Tuesday, 21 May 2013 by BizBOXTV

When it comes to digital advertising, we often spend our time pouring over data in order to create planning, modeling, targeting and buying efficiencies. It’s very easy to get caught up in the process when, in the end, all anyone wants to know is “did it actually work?”

TV has historically controlled the lion’s share of ad budgets, primarily because we have several decades of effectiveness research proving that the medium is very good at driving brand equity and in-market sales lift.

Digital media continues to scrap and claw for those TV dollars, in large part, because we’re still in the early phases of proving out the value of the channel. That said, as digital becomes increasingly effective at demonstrating quantifiable results and as video ad inventory grows, we’re witnessing a clear paradigm shift that is putting it in the same conversation as TV.

Digital ad campaigns drive both brand and sales lift. The methods of evaluating the delivery and performance of campaigns are rapidly improving as we consider three aspects of measurement: ad viewability, branding lift, and sales lift.

Ad Viewability Improves Accuracy of Effectiveness Measurement

The topic of digital ad viewability has been a hot one over the past year. With roughly 50 percent of ads never have an opportunity to be seen by a consumer, it’s easy to understand why.

The industry’s move towards a viewable impression standard is significant for a couple of reasons:

It puts digital advertising on a level playing field with TV in that both are now based on the same ‘opportunity-to-see’ standard. These common parameters can certainly help facilitate the flow of dollars toward digital.

☆ ☆ ☆

In the digital advertising piece, turn the paragraph that opens "Digital media continues to scrap and claw" into a short bulleted list that keeps its main facts.

_DATA EXCERPT_
☆ ☆ ☆

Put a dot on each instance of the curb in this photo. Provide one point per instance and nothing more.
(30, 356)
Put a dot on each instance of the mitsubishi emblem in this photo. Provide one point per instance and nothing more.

☆ ☆ ☆

_IN RESPONSE_
- Digital media is still fighting for the ad dollars that go to TV.
- That is largely because proving the channel's value is still in its early phases.
- Digital is getting better at showing quantifiable results, and video ad inventory is growing.
- These changes are a clear paradigm shift that puts digital in the same conversation as TV.